[REQUIRED ACTION]:
Read through the listing below, and copy every line where the string "porch" appears.

[PROVIDED MATERIAL]:
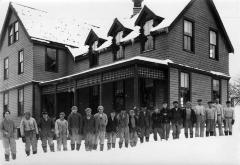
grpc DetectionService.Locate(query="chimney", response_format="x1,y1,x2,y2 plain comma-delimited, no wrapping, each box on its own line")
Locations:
132,0,143,17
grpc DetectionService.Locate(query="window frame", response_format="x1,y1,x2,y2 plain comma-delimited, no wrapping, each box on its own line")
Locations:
179,71,191,107
4,57,9,80
18,49,24,74
17,88,24,116
3,91,9,113
8,21,19,45
89,52,99,68
45,47,59,73
209,28,219,60
141,19,155,52
212,78,221,103
183,18,195,53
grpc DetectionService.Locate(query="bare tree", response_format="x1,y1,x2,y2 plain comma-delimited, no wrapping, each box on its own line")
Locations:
229,78,240,106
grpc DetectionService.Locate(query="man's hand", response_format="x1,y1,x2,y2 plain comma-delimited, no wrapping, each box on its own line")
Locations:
22,136,26,143
232,119,235,125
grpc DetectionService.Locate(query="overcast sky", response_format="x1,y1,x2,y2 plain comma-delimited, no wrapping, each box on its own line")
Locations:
0,0,239,82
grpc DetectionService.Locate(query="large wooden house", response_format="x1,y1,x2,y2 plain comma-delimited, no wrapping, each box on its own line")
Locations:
0,0,234,124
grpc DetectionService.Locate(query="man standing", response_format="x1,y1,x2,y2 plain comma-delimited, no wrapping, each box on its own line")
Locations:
94,106,108,151
194,99,206,137
182,102,196,138
83,108,95,151
0,111,17,161
205,101,217,137
106,111,118,150
223,101,235,135
68,106,83,151
170,101,183,139
160,103,171,140
55,112,69,151
151,108,162,141
138,107,151,143
38,111,55,153
213,98,224,136
20,112,39,156
129,110,138,147
117,109,130,148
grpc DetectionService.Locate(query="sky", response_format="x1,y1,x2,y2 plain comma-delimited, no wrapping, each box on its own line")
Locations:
0,0,239,82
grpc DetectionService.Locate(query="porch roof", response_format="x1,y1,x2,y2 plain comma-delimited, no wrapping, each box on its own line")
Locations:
39,56,173,85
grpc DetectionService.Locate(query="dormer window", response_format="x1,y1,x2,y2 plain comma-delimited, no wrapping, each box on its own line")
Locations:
114,31,125,61
8,21,19,45
89,41,99,68
92,41,98,51
45,47,58,72
143,19,154,51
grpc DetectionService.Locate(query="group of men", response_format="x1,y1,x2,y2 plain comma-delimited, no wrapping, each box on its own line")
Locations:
0,98,235,162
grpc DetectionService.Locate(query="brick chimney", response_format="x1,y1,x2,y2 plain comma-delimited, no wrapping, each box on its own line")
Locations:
132,0,143,17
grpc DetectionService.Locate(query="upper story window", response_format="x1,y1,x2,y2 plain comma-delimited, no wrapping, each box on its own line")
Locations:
209,30,218,60
18,50,24,74
3,91,9,112
114,31,125,61
4,57,9,80
45,47,58,72
8,21,19,45
89,53,98,68
92,41,98,51
180,72,190,107
18,88,24,116
143,19,154,51
184,20,194,52
212,79,220,101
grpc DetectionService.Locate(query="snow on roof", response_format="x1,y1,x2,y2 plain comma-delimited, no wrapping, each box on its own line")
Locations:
40,56,173,84
210,71,231,78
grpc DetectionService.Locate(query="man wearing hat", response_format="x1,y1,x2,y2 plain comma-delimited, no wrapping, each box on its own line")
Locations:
55,112,69,151
170,101,183,139
223,101,235,135
182,102,196,138
83,108,95,151
38,111,55,152
20,112,39,156
138,106,151,143
67,106,83,151
106,111,118,150
194,99,206,137
205,101,217,136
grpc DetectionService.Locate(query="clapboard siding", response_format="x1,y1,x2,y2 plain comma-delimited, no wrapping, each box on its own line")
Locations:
221,79,228,105
169,67,179,108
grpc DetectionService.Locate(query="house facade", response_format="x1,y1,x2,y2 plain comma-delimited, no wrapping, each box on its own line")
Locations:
0,0,234,125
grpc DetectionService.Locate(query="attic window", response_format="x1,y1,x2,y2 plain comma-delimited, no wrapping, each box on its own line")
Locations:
142,19,154,52
114,31,125,61
45,47,58,72
92,41,98,51
115,31,123,44
8,21,19,45
144,19,153,36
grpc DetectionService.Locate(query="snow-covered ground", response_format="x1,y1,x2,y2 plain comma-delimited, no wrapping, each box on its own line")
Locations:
1,106,240,165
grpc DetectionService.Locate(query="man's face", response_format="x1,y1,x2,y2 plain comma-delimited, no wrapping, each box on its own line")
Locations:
227,103,231,107
86,110,91,116
174,103,178,108
216,99,219,104
98,107,104,113
25,113,30,120
72,109,77,113
130,111,134,116
60,114,64,119
154,109,159,113
186,103,191,109
208,103,213,108
163,103,167,109
110,112,115,118
43,114,48,120
4,112,10,120
198,101,202,105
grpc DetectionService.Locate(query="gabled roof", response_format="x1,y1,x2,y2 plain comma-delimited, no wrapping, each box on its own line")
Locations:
85,29,107,46
107,18,133,37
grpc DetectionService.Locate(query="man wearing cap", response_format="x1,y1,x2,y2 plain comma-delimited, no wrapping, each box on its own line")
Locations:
170,101,183,139
20,112,39,156
205,101,217,136
223,101,235,135
182,102,196,138
138,106,151,143
55,112,69,151
83,108,95,151
129,109,138,147
0,111,17,161
194,99,206,137
160,102,171,140
213,98,224,136
94,105,108,151
67,106,83,151
151,108,162,141
38,111,55,152
106,111,118,150
117,109,130,148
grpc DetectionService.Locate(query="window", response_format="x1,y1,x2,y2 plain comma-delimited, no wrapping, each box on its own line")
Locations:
18,88,24,116
8,21,19,45
89,53,98,67
92,41,98,51
113,80,125,113
114,31,125,61
209,30,218,60
3,92,9,112
45,47,58,72
212,79,220,102
143,19,154,51
180,72,190,107
89,85,99,114
18,50,24,74
184,20,194,52
140,79,155,109
4,57,9,80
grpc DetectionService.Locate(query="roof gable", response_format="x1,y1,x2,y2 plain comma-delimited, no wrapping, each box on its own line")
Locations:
85,29,107,47
107,18,133,37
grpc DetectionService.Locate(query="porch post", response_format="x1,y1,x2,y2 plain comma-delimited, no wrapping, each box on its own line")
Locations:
134,64,140,108
54,84,57,117
74,80,78,106
99,73,103,105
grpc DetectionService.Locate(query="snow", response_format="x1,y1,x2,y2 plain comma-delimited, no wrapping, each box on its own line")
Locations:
1,106,239,165
40,56,172,84
210,71,231,78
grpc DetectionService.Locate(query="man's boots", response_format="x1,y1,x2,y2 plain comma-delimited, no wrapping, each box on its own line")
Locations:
5,154,9,161
206,131,209,137
185,133,188,138
224,131,229,136
107,143,111,150
12,153,16,160
140,137,144,143
93,144,97,150
125,142,128,148
42,146,47,153
210,131,214,136
229,131,232,135
50,144,55,152
100,144,104,151
26,151,30,156
190,133,193,138
119,142,123,149
76,144,81,151
146,137,149,142
112,143,115,149
71,144,75,151
33,151,37,154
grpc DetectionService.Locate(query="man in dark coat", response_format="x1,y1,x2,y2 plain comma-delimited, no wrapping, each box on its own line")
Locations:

[WRITTEN REPLY]:
grpc DetectionService.Locate(query="porch roof", response_format="x1,y1,x2,y2 plain comma-delimited, no wrapping, each box on its own line")
grpc DetectionService.Locate(query="porch post", response_format="x1,y1,x2,y2 plain comma-delimited, no wrapping, each box on its own line")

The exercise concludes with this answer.